WORK REQUEST
The listing below should be copied in full, word for word.
--- EXERCISE INPUT ---
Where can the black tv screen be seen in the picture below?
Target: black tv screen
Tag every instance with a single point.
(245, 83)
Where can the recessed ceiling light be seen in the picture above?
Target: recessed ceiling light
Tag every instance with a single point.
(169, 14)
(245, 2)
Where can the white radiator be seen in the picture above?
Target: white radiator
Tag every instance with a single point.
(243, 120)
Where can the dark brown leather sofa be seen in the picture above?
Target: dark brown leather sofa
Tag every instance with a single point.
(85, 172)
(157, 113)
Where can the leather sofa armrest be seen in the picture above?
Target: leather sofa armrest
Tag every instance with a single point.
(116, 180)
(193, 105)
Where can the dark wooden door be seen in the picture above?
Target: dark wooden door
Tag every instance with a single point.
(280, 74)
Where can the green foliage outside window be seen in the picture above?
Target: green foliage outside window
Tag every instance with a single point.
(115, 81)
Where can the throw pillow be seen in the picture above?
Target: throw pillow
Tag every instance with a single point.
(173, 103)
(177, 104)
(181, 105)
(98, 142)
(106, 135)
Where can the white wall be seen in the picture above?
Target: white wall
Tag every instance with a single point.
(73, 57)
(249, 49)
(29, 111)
---
REPLY TO THE TASK
Where can the black tv screen be seen in the picture below?
Target: black tv screen
Tag every instance with a single point.
(245, 83)
Where can the recessed ceiling light be seen in the picture above?
Target: recessed ceiling light
Tag every instance with a single point.
(169, 14)
(245, 2)
Where can the white radiator be seen in the picture above?
Target: white radiator
Tag every instance with a single point.
(243, 120)
Where can the dark brown leather sofa be seen in the picture above?
Target: dark brown leather sofa
Tag every instance with a single point.
(85, 172)
(157, 113)
Where can the leather sofa armrest be seen in the picture above?
Target: leather sofa armrest
Tag every instance with a single point.
(116, 180)
(193, 105)
Where can the dark wooden door be seen in the picture above?
Target: dark wooden door
Tag every instance with a single point.
(280, 74)
Where can the green foliage outside window be seen in the picture above?
Target: green foliage outside window
Tag every instance with a single point.
(115, 81)
Where can the throw pillow be seen in the picture above?
Target: throw pillow
Tag every instance with a single point.
(173, 103)
(177, 104)
(181, 105)
(98, 142)
(106, 135)
Where can the white wall be seen in the picture above?
Target: white wall
Tag every instance with a single point.
(73, 57)
(249, 49)
(29, 111)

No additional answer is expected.